*** PROVIDED ENTRIES Section Begins ***

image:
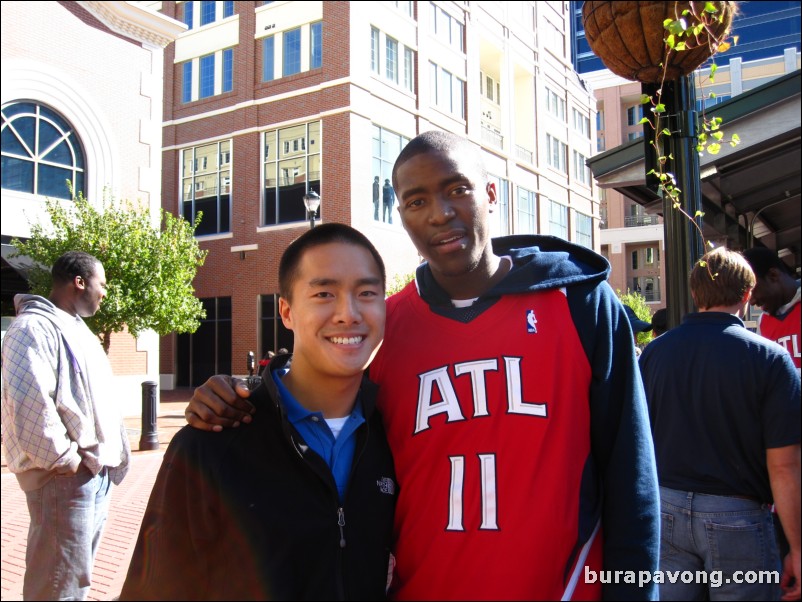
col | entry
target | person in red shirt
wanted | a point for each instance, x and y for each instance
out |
(777, 294)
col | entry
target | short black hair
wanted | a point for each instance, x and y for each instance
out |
(441, 142)
(321, 235)
(72, 264)
(762, 260)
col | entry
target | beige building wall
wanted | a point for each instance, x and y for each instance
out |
(98, 64)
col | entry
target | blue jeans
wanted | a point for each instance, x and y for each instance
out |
(67, 518)
(728, 540)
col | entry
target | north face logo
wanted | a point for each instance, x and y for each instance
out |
(386, 485)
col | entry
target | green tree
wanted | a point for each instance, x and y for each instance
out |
(638, 304)
(399, 281)
(149, 270)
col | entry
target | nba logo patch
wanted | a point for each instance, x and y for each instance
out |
(531, 321)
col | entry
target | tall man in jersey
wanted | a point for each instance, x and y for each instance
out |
(777, 293)
(512, 402)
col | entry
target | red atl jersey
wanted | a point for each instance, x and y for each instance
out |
(785, 332)
(489, 425)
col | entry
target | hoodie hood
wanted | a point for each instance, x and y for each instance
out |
(538, 263)
(34, 304)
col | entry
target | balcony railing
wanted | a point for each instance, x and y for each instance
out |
(492, 137)
(632, 221)
(524, 154)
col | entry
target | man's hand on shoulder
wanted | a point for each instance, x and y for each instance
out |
(216, 404)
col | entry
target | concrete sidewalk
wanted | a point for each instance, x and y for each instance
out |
(125, 515)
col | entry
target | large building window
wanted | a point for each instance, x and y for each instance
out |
(581, 169)
(273, 332)
(527, 211)
(206, 76)
(206, 186)
(316, 45)
(581, 123)
(503, 200)
(207, 351)
(208, 10)
(292, 51)
(291, 168)
(207, 83)
(405, 6)
(189, 14)
(391, 59)
(555, 153)
(389, 62)
(634, 115)
(268, 58)
(446, 28)
(584, 230)
(558, 220)
(555, 104)
(385, 148)
(448, 91)
(40, 152)
(374, 50)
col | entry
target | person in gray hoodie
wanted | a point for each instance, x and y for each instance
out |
(64, 437)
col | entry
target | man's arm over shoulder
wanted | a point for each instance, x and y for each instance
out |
(621, 439)
(34, 433)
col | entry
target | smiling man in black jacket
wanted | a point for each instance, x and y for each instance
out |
(297, 505)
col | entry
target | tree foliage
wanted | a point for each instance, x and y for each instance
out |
(399, 281)
(638, 304)
(149, 270)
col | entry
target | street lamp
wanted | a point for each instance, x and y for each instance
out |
(312, 202)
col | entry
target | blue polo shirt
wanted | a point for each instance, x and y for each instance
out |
(337, 452)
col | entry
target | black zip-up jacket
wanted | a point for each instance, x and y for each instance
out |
(253, 514)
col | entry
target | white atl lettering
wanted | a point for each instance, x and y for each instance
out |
(487, 467)
(477, 369)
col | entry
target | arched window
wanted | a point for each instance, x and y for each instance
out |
(40, 152)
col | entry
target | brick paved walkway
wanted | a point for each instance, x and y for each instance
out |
(125, 515)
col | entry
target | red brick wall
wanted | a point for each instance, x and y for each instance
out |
(224, 273)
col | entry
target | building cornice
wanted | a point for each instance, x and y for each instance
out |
(135, 21)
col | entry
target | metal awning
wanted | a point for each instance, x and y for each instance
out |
(750, 193)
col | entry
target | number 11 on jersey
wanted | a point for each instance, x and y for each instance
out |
(487, 467)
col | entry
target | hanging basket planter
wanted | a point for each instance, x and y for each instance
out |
(629, 37)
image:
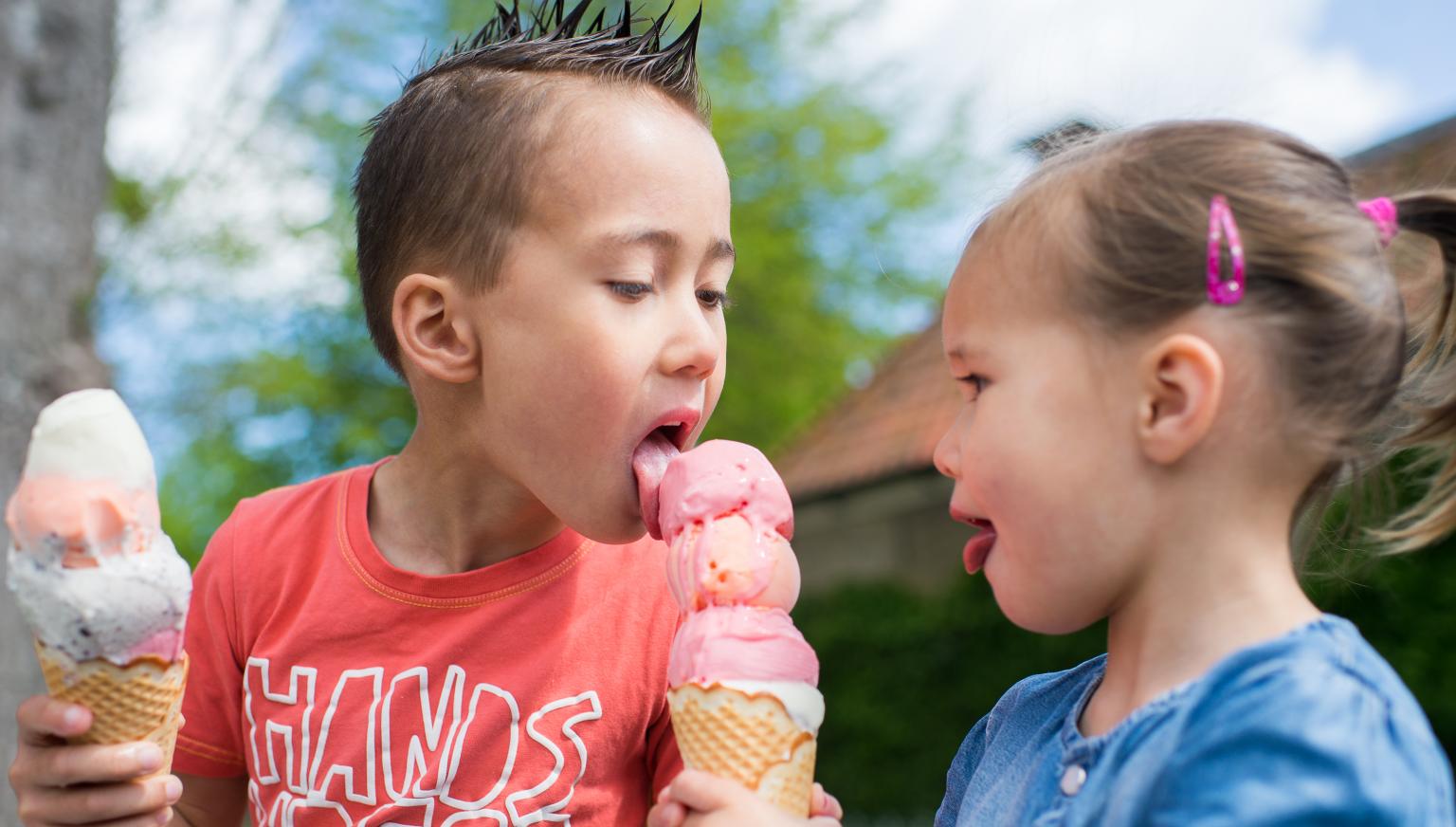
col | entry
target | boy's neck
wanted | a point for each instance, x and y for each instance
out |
(432, 511)
(1227, 587)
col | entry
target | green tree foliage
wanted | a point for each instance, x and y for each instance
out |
(823, 204)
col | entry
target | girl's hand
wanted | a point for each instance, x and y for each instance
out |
(700, 799)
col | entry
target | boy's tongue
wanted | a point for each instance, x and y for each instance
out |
(649, 463)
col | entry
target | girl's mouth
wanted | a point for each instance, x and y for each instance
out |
(978, 548)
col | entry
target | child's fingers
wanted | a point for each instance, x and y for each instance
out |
(696, 789)
(94, 763)
(100, 802)
(667, 814)
(41, 720)
(825, 804)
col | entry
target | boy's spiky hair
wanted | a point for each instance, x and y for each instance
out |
(447, 171)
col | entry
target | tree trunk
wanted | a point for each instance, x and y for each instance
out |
(56, 67)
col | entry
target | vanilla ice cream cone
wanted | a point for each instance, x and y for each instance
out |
(137, 702)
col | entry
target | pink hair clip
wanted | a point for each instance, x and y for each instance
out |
(1220, 228)
(1382, 211)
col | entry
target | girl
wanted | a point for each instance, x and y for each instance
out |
(1174, 344)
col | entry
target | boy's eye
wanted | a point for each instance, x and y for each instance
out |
(973, 380)
(630, 288)
(714, 299)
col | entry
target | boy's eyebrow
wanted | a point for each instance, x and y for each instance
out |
(964, 353)
(668, 241)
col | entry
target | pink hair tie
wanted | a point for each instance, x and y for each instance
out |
(1382, 211)
(1220, 228)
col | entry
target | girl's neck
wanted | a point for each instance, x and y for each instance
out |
(1205, 596)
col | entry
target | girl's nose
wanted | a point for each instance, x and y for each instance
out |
(695, 345)
(948, 454)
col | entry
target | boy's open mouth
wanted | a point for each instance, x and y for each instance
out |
(664, 441)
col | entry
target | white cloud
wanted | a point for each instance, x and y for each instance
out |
(1032, 63)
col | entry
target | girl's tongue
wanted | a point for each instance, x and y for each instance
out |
(649, 463)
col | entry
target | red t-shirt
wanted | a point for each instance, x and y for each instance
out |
(353, 691)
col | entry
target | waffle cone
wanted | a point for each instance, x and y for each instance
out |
(137, 702)
(749, 739)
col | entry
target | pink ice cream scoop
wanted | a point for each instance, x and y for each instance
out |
(728, 519)
(740, 642)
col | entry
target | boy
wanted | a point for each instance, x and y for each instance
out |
(543, 248)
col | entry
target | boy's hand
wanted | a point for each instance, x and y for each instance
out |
(700, 799)
(60, 783)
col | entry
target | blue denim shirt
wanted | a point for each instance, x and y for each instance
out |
(1309, 728)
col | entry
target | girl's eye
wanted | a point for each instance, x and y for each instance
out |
(630, 288)
(714, 299)
(973, 380)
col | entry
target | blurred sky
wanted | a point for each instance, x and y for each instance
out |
(194, 78)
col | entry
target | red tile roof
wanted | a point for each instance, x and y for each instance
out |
(884, 429)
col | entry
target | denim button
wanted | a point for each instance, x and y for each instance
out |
(1073, 780)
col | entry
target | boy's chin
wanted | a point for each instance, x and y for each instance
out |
(611, 532)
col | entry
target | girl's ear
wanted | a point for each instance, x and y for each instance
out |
(434, 331)
(1181, 383)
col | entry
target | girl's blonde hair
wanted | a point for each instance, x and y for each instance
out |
(1127, 215)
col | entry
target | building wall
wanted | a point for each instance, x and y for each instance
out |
(897, 527)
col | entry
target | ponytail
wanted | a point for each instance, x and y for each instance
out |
(1428, 395)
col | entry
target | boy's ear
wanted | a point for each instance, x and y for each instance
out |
(1181, 383)
(434, 332)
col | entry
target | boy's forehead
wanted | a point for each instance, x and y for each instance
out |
(624, 149)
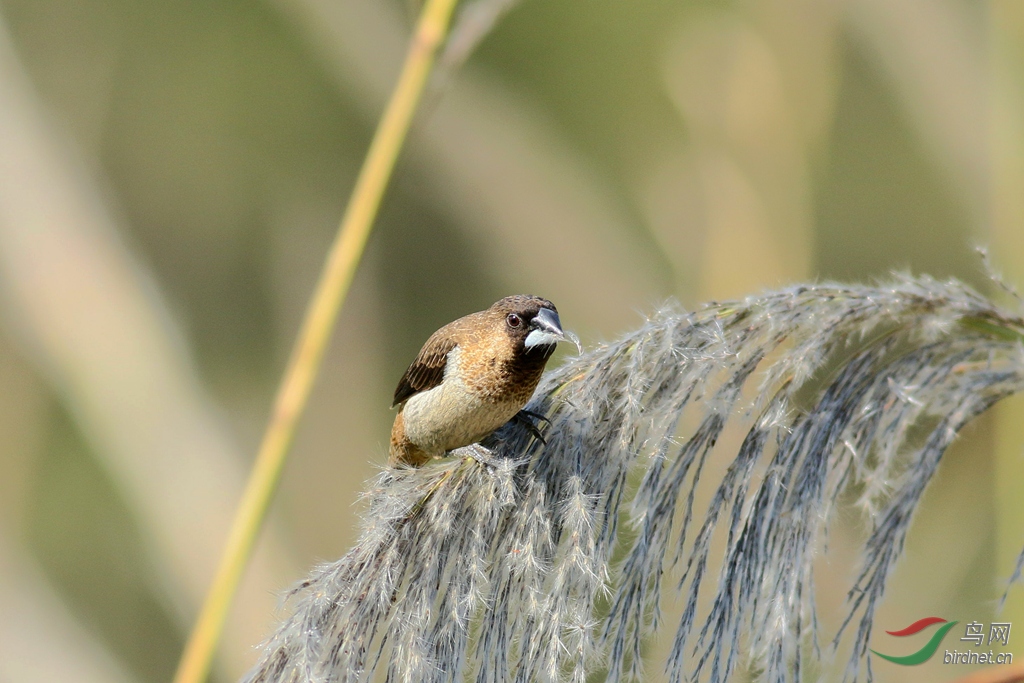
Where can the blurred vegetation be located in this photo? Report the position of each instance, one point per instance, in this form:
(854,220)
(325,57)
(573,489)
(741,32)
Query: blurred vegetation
(605,155)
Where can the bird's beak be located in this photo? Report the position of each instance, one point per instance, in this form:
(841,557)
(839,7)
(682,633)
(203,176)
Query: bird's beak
(546,330)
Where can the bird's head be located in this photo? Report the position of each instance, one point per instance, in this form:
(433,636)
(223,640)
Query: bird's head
(530,323)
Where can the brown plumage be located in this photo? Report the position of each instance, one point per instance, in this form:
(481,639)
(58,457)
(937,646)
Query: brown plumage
(471,377)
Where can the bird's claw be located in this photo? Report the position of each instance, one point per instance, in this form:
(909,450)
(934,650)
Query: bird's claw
(525,418)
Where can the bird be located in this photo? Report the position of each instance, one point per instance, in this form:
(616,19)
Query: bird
(471,377)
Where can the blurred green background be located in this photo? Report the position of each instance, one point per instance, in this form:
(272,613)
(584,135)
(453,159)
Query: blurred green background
(171,174)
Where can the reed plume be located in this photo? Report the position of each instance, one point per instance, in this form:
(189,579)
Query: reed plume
(534,561)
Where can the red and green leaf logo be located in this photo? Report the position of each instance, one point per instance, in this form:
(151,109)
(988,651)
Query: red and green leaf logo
(925,653)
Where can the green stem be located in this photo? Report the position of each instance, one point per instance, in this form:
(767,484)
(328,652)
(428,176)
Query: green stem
(321,314)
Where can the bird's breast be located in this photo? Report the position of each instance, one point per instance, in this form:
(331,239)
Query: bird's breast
(475,397)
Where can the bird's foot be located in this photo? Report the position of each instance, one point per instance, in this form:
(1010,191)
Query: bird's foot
(526,418)
(480,454)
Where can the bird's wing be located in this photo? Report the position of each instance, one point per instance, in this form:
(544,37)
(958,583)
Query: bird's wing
(428,369)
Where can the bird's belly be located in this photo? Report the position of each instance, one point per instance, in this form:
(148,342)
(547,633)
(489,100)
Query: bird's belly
(450,417)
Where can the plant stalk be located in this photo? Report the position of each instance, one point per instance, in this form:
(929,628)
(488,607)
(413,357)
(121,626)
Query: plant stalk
(308,350)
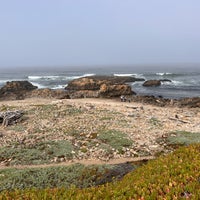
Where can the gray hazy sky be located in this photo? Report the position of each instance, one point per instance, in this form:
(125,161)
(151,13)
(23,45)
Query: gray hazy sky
(98,32)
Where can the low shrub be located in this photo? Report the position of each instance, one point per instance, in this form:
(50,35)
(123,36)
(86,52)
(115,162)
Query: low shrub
(39,153)
(175,176)
(115,139)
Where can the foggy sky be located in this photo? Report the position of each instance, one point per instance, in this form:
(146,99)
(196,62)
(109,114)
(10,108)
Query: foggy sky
(98,32)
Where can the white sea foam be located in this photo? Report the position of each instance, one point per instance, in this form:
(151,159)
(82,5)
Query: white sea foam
(48,77)
(38,85)
(59,87)
(125,74)
(163,73)
(131,75)
(42,77)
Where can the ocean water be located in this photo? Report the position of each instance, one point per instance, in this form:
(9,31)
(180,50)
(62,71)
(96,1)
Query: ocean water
(185,81)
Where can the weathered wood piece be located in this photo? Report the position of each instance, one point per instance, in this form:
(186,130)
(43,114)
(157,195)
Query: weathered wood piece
(10,117)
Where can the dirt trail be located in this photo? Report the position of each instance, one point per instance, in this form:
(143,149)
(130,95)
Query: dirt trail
(84,162)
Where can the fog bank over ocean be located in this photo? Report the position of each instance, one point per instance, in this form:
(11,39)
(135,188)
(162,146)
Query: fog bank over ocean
(185,79)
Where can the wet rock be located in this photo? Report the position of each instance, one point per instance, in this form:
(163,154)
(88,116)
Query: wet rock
(189,102)
(49,93)
(115,90)
(95,82)
(100,86)
(151,83)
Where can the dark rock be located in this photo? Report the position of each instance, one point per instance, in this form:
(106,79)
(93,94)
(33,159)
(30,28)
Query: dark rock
(189,102)
(165,80)
(49,93)
(115,90)
(152,100)
(95,82)
(151,83)
(101,86)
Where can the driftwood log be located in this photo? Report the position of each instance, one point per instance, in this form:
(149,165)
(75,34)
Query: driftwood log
(10,117)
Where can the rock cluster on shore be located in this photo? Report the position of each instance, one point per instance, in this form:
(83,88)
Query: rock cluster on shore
(92,87)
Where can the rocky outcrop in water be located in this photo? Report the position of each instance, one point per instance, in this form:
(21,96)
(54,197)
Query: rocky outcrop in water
(101,86)
(49,93)
(151,83)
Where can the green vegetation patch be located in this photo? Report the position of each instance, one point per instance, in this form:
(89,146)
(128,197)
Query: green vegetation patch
(180,169)
(115,139)
(183,138)
(42,152)
(50,177)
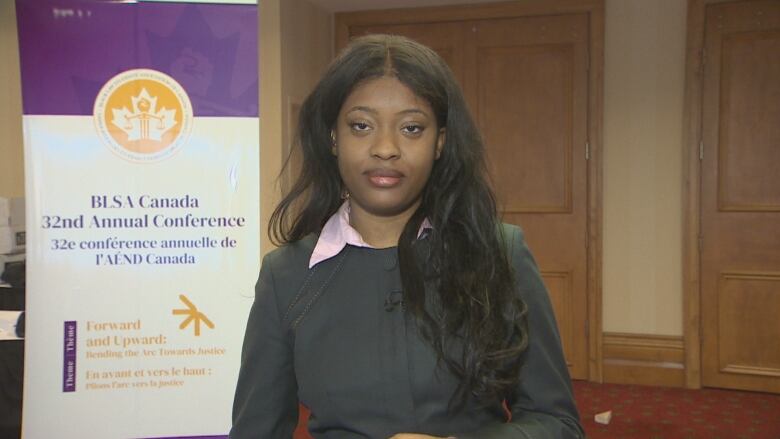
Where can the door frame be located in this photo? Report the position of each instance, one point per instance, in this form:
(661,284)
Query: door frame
(525,8)
(692,139)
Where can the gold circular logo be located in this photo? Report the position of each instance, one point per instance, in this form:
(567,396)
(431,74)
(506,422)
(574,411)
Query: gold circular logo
(143,115)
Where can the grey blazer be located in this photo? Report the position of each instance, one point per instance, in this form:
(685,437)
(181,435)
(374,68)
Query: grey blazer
(336,339)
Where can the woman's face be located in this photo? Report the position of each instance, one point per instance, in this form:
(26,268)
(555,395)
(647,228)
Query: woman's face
(386,140)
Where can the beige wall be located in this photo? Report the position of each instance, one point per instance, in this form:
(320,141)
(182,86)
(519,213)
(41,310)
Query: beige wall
(642,140)
(11,146)
(643,101)
(296,40)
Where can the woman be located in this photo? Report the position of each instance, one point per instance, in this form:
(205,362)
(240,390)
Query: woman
(398,305)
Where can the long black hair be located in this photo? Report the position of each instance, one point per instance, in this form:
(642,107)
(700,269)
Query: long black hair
(467,276)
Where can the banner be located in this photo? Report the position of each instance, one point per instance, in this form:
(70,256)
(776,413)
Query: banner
(141,139)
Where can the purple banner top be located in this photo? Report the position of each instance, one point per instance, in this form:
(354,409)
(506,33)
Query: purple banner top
(193,437)
(69,357)
(70,48)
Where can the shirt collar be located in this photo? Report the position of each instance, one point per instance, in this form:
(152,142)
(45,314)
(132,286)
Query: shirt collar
(338,233)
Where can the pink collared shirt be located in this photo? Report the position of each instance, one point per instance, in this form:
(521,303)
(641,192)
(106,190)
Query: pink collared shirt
(338,233)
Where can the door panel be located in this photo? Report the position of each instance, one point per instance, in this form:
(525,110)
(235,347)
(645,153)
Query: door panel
(525,80)
(531,82)
(740,199)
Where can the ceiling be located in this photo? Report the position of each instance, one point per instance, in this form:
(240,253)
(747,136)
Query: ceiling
(362,5)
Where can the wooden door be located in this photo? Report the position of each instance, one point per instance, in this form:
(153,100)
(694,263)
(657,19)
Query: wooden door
(526,81)
(740,197)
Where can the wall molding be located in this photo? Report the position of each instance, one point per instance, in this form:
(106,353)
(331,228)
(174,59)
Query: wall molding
(656,360)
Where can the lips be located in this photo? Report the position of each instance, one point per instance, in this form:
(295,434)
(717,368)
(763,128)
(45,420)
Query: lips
(384,178)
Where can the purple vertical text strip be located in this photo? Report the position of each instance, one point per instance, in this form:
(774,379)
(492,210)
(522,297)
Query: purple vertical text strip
(69,357)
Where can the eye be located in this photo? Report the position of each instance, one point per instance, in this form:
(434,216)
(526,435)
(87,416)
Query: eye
(413,129)
(359,126)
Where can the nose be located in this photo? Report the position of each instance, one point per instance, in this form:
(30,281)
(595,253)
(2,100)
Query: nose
(385,146)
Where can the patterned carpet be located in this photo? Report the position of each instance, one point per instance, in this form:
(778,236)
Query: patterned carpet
(642,412)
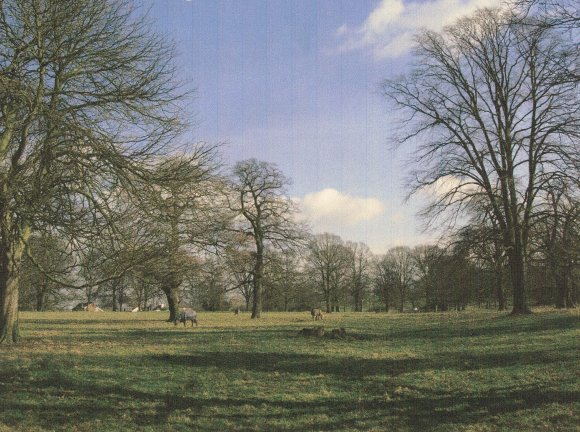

*** PROVIDED ENTRIES Section Ends ***

Taking the listing above as the source, transcribe only the lines starting at the line with "Query: shirt collar" and going through the line with "Where can the ceiling", unaltered and with both ends included.

### COMPLETED EXERCISE
Query: shirt collar
(338,233)
Where can the pink collared shirt be located in this photo? Report the position of each instance, one point per instance, in this form:
(521,303)
(641,192)
(106,190)
Query: pink collared shirt
(338,233)
Where can the door panel be located in this photo? Report the position of each instance, one point per instance, in this form:
(525,110)
(235,347)
(645,153)
Query: door panel
(525,80)
(531,82)
(740,199)
Where can the ceiling be located in this photo? Report the position of each instance, one point per instance, in this form:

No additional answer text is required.